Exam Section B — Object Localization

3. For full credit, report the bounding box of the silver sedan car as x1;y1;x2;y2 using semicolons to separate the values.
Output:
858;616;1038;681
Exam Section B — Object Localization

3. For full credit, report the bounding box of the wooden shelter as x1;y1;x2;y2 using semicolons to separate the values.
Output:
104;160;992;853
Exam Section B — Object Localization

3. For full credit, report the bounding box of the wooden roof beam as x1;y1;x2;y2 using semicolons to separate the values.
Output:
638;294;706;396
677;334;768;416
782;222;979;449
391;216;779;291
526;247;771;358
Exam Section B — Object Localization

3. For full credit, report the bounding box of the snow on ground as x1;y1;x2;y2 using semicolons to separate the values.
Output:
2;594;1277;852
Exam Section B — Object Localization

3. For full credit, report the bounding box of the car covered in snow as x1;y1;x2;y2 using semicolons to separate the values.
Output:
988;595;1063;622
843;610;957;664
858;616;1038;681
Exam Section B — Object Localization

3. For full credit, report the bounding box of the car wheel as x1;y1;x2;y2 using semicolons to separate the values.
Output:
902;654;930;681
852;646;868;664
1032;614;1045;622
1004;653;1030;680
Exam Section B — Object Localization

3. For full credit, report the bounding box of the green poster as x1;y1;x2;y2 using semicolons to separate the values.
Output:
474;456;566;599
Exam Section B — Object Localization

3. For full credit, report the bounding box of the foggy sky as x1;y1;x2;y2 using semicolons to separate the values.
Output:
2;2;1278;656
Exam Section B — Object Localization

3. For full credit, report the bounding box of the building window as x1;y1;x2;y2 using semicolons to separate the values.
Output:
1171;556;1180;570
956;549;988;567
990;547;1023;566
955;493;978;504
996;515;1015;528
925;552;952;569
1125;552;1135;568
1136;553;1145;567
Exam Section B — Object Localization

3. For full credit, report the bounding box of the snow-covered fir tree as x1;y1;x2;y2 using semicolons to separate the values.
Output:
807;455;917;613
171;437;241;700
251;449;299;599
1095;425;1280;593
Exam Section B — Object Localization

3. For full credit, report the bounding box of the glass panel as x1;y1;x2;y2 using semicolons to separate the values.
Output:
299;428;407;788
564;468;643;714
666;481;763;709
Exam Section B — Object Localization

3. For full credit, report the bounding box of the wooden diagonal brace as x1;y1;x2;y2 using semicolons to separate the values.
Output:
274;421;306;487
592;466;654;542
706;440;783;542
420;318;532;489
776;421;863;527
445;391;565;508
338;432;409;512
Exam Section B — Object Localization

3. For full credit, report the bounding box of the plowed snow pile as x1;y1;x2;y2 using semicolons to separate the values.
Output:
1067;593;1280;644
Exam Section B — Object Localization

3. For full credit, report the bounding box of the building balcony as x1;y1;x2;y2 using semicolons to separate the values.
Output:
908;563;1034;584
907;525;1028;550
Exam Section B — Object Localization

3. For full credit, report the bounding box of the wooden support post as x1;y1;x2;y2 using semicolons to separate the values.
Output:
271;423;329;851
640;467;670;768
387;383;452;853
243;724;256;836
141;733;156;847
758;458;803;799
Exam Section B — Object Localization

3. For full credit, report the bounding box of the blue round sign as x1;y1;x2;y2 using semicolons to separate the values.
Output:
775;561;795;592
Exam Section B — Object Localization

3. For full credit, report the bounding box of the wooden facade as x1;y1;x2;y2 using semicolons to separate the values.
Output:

_ _ _ _ _ _ _

Please go through the data above and copy each line containing the word "snow".

3. For full credit, report the bounding box of the snow on ground as x1;y1;x2;y2 using semicolons to separate the values.
3. For full credit, report the bounding box of the car covered in snow as x1;y1;x2;y2 using semicolons to separate the values.
3. For full credit, report the bounding box of the snow-covered fir tree as x1;y1;x2;y2 using semicolons to separate the values.
3. For full credit, report the bounding box of the plowed snow pile as x1;y1;x2;y2 using semicolons to separate the values.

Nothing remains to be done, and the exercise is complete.